### WORK REQUIRED:
Without changing anything, transcribe all of the entries.

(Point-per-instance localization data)
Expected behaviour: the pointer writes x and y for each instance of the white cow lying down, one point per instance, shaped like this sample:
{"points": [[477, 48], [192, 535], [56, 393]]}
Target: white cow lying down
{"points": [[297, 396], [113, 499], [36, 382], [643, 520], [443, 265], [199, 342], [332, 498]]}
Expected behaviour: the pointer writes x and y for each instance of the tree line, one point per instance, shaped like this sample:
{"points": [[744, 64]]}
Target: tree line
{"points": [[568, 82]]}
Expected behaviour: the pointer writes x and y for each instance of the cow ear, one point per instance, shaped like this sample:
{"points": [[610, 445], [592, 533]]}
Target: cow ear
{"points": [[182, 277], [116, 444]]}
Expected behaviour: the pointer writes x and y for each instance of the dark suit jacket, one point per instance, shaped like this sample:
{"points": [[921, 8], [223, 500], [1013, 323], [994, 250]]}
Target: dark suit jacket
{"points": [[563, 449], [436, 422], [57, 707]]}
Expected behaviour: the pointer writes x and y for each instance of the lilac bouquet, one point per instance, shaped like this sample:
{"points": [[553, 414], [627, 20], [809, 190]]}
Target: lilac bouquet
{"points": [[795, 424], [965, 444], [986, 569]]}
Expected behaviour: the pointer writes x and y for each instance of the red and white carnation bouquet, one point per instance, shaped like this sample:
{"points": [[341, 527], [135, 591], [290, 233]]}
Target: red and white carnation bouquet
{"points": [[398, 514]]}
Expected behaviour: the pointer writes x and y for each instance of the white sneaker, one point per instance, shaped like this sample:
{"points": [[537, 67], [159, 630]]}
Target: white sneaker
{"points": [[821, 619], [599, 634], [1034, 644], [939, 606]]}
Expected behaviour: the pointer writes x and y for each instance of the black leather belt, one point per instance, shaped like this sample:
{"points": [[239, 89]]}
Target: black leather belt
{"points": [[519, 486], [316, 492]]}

### REPLY TO THE TASK:
Expected behaviour: the pointer writes x and y for each instance of the white cow lying down, one point per instance, shaped like this sample:
{"points": [[477, 48], [192, 535], [56, 393]]}
Target: white cow lying down
{"points": [[297, 396], [113, 499], [36, 382], [643, 520], [443, 265], [199, 342], [332, 498]]}
Expected behaviour: the pointer writes x and y for each instance of the tree line, one point per instance, shaped like this sample:
{"points": [[744, 64]]}
Target: tree line
{"points": [[568, 82]]}
Expected behaviour: the pointer writes x and y for each instance of the cow ear, one point per instance, shaped like this sample:
{"points": [[610, 445], [592, 533]]}
Target: cow ear
{"points": [[182, 277], [116, 444]]}
Expected behaviour: the pointer writes x and y for each instance of the dark suit jacket, one point per instance, shaped like this sample:
{"points": [[921, 8], [223, 500], [1013, 323], [994, 250]]}
Target: dark suit jacket
{"points": [[563, 449], [436, 422], [57, 707]]}
Expected behaviour: the pointer writes x and y for each instance of the lilac bouquet, one point per instance, shaped like this sample:
{"points": [[553, 414], [627, 20], [809, 190]]}
Target: lilac bouquet
{"points": [[795, 424], [965, 444], [986, 569]]}
Expected behaviour: the pointer writes x and y for each instance of the red and white carnation bouquet, one point per instance, shaped like this sample:
{"points": [[341, 527], [135, 591], [290, 233]]}
Target: red and white carnation bouquet
{"points": [[398, 514]]}
Expected behaviour: the pointer writes x and y for each instance of the white sneaker, one point per instance, shaped like this sample:
{"points": [[537, 67], [159, 630]]}
Target: white sneaker
{"points": [[821, 619], [599, 634], [1034, 644], [939, 606]]}
Expected behaviour: the pointer writes x and y for each instance of the black leather belt, one point per instance, shaped like this sample:
{"points": [[239, 89]]}
Target: black leather belt
{"points": [[519, 486], [316, 492]]}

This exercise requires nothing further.